→ Short task
What is needed is the run of lines from the one with "Where can the overcast" through the close of the data, set down exactly.

→ Supplied material

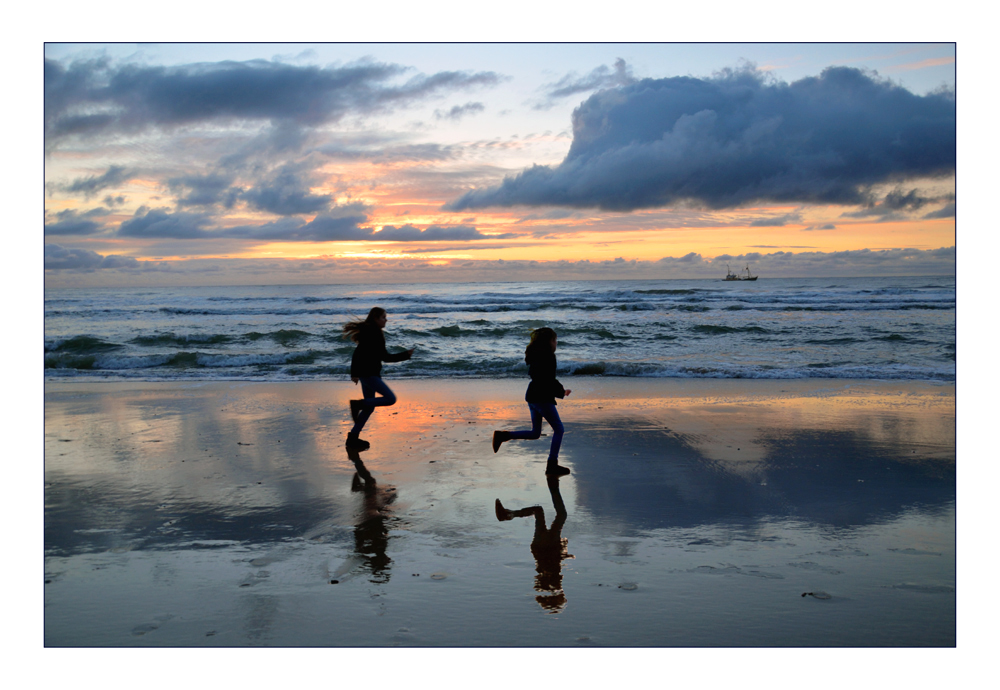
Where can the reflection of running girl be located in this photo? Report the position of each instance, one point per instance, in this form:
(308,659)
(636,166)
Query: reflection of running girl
(540,356)
(366,368)
(548,547)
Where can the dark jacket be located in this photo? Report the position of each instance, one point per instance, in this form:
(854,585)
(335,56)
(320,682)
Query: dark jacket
(544,388)
(370,353)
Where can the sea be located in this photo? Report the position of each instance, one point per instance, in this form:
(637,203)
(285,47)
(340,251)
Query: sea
(782,328)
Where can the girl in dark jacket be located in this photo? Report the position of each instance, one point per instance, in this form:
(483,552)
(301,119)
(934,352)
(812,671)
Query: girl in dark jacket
(540,357)
(366,368)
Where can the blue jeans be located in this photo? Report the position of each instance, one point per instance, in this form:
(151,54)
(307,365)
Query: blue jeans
(370,385)
(546,411)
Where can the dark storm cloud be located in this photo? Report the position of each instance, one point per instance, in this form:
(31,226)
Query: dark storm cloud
(65,258)
(459,111)
(89,186)
(738,138)
(94,97)
(160,223)
(895,205)
(602,77)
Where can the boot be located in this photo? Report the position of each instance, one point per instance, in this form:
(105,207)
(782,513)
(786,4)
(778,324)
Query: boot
(498,438)
(356,443)
(554,469)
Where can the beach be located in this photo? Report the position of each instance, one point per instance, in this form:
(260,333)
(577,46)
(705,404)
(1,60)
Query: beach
(699,513)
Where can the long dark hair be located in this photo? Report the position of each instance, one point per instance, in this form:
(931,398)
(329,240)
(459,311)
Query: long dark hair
(541,338)
(352,329)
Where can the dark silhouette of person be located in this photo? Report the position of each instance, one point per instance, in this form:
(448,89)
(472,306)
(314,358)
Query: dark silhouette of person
(540,356)
(366,368)
(371,535)
(548,546)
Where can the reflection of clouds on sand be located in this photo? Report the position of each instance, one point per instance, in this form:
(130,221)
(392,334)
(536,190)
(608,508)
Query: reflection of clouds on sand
(848,455)
(180,529)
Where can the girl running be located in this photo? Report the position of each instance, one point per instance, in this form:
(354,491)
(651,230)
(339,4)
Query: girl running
(540,357)
(366,368)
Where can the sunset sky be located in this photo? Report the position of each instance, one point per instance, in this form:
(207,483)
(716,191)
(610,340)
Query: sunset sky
(200,164)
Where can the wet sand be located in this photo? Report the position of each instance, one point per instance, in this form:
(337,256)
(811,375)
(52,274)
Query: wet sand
(698,514)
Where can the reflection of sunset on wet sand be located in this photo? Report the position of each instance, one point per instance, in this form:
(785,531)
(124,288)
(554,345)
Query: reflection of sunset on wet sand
(231,514)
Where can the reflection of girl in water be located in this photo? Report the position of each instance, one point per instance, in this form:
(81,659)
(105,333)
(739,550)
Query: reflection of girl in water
(540,357)
(371,534)
(366,368)
(548,546)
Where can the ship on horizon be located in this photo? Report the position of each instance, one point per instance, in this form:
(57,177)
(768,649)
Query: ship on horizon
(742,275)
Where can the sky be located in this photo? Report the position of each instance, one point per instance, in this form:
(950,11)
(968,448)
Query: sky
(174,164)
(190,164)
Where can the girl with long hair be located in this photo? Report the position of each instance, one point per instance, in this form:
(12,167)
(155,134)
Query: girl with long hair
(366,369)
(540,356)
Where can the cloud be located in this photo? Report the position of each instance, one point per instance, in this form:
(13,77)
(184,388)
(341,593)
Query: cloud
(73,227)
(432,233)
(72,222)
(87,98)
(894,205)
(89,186)
(738,138)
(286,194)
(160,223)
(602,77)
(947,211)
(776,221)
(63,258)
(459,111)
(322,228)
(204,190)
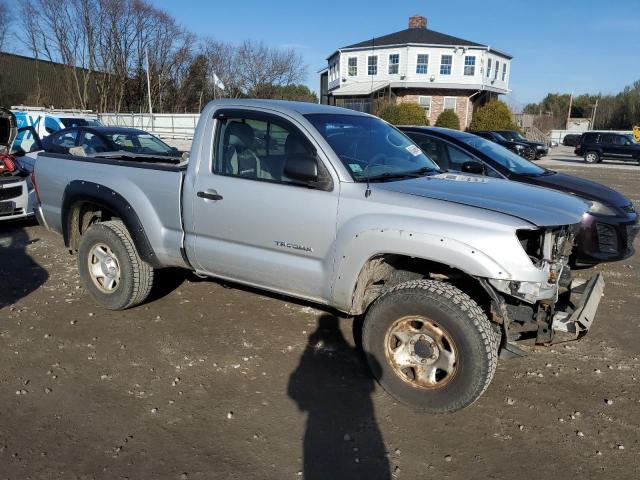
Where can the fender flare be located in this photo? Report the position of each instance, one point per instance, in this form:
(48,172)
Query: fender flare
(355,255)
(80,191)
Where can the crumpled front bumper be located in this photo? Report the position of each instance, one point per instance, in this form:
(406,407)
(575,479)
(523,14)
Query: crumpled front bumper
(576,309)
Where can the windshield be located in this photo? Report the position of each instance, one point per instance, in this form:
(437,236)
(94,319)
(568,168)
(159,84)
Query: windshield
(500,138)
(513,162)
(137,142)
(369,147)
(70,122)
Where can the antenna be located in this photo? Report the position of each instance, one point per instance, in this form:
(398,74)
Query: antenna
(367,192)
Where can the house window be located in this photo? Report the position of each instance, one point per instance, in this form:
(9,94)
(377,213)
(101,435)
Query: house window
(470,65)
(423,64)
(450,103)
(425,102)
(353,66)
(445,64)
(394,63)
(372,65)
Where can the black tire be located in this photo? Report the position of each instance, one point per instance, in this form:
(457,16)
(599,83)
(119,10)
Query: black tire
(136,276)
(591,156)
(452,311)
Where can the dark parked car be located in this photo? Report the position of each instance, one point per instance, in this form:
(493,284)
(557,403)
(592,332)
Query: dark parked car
(108,140)
(520,148)
(571,139)
(607,230)
(598,146)
(540,148)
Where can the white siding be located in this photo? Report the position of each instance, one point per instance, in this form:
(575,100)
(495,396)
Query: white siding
(408,62)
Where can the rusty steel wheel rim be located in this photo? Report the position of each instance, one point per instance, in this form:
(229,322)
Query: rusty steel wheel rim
(421,352)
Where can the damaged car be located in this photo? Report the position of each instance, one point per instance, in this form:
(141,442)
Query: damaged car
(338,208)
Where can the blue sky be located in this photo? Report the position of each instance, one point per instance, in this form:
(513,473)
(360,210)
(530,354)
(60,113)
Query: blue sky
(562,45)
(584,46)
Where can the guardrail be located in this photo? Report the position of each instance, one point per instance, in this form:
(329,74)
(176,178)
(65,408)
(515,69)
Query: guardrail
(167,125)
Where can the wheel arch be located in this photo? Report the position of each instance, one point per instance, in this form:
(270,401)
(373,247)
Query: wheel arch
(86,202)
(361,275)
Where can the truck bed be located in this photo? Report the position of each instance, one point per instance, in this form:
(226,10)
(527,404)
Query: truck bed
(151,187)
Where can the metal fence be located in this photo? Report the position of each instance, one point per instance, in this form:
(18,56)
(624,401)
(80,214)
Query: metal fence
(166,125)
(558,135)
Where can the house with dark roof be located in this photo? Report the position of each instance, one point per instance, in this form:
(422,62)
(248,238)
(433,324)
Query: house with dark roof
(418,65)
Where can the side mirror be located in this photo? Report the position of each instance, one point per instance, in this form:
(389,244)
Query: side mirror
(18,152)
(473,167)
(302,168)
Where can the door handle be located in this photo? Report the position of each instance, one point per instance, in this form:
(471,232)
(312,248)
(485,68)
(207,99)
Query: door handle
(210,195)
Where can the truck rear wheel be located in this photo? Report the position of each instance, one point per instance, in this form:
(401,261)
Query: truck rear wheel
(110,267)
(430,346)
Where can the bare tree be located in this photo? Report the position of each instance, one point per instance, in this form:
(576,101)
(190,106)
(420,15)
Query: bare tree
(103,51)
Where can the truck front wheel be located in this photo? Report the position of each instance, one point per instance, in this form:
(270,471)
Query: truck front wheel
(110,267)
(430,346)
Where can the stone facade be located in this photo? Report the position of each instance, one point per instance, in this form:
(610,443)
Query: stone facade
(464,106)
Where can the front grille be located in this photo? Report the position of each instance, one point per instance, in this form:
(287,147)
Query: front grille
(11,192)
(607,238)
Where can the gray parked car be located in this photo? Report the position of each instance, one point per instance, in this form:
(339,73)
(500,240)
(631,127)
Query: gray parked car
(341,209)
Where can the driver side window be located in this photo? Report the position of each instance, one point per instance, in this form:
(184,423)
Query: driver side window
(61,143)
(259,149)
(91,143)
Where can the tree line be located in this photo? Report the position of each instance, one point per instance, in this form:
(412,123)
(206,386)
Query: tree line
(104,49)
(613,112)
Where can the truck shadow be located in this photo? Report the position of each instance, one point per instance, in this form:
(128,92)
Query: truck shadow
(342,439)
(20,275)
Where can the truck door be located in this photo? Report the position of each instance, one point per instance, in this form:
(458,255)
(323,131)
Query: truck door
(254,224)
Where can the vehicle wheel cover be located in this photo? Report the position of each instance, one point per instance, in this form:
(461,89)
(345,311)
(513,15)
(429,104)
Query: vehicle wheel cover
(104,268)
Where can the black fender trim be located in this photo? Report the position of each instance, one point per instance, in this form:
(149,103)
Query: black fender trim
(80,191)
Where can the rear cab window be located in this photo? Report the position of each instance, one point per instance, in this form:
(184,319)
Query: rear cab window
(255,146)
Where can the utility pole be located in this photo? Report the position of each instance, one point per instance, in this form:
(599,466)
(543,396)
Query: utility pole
(569,112)
(593,115)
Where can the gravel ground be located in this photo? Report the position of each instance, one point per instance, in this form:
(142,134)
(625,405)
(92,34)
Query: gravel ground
(211,381)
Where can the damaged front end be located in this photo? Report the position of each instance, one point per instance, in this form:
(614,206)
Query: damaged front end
(554,310)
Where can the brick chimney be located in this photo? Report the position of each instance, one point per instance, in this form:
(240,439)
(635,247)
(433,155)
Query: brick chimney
(417,21)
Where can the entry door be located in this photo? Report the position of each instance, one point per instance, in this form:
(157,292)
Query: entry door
(252,223)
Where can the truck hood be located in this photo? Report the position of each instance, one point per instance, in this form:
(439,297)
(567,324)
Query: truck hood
(581,187)
(539,206)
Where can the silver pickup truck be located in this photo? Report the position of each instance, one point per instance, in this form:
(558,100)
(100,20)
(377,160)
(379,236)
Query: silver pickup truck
(341,209)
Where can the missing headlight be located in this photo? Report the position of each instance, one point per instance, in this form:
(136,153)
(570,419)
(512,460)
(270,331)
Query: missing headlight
(531,241)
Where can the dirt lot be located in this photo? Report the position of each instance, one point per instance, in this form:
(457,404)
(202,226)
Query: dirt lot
(208,381)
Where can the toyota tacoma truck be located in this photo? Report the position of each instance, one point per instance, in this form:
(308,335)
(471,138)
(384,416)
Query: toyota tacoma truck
(341,209)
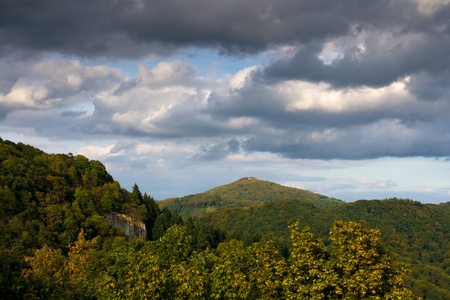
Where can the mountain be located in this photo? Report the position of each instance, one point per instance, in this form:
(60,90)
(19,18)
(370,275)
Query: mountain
(245,192)
(417,233)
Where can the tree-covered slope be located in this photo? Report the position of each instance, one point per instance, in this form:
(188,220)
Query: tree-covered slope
(417,233)
(46,199)
(245,192)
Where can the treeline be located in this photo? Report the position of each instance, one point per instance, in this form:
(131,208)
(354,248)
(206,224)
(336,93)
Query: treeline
(418,234)
(354,266)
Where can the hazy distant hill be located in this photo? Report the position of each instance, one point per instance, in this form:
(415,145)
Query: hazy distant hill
(417,233)
(245,192)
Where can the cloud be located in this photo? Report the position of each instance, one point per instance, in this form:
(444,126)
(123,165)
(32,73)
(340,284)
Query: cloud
(134,28)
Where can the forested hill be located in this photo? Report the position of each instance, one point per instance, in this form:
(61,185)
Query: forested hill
(57,240)
(419,234)
(245,192)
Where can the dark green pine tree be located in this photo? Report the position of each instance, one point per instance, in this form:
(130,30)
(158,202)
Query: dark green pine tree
(153,213)
(137,195)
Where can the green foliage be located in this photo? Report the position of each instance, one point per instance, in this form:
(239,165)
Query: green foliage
(245,192)
(45,200)
(356,267)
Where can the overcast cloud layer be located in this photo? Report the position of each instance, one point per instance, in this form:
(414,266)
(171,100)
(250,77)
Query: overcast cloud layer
(346,81)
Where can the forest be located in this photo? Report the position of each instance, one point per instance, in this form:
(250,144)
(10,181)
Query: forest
(57,242)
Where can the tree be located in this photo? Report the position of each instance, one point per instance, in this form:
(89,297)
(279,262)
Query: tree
(364,269)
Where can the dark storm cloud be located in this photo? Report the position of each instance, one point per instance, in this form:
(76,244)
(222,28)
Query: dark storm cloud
(132,28)
(377,65)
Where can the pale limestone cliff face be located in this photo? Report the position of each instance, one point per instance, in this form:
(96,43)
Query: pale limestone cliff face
(129,227)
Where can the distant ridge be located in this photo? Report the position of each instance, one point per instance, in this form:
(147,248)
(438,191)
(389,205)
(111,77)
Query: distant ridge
(244,192)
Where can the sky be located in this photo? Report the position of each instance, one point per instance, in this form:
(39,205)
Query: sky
(349,98)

→ Reply to the task
Where can the overcast cloud layer be located in this photo? Report the position of each instance, one point per instance, in this form:
(414,266)
(171,100)
(250,77)
Query: overcast cloud layer
(346,81)
Where can the forest be located in this photo? Report the position of each instance, one point per instance, in this form:
(250,144)
(10,181)
Query: forest
(57,242)
Where can the tree be located in this photo? Report the position of each instance, one point per instance, in this form:
(89,297)
(279,262)
Query: tree
(364,269)
Where can the dark storm cloud be located in this photo? Report the position of each instance, one point per instance, in this form:
(76,244)
(222,28)
Query: dark storm cloud
(132,28)
(377,65)
Where can the pale limestone cliff face be located in this photo? Report the position of each instance, one point per instance, in this form:
(96,43)
Query: pale limestone cliff face
(129,227)
Where can the distant ridge be located in this photo? Report the position of each instance, one point per instance, in this form:
(147,248)
(438,191)
(389,205)
(111,77)
Query: distant ridge
(244,192)
Where can the sky be located in this photo? Report the position of each instance, one point per instance, in this form:
(39,205)
Query: sky
(349,98)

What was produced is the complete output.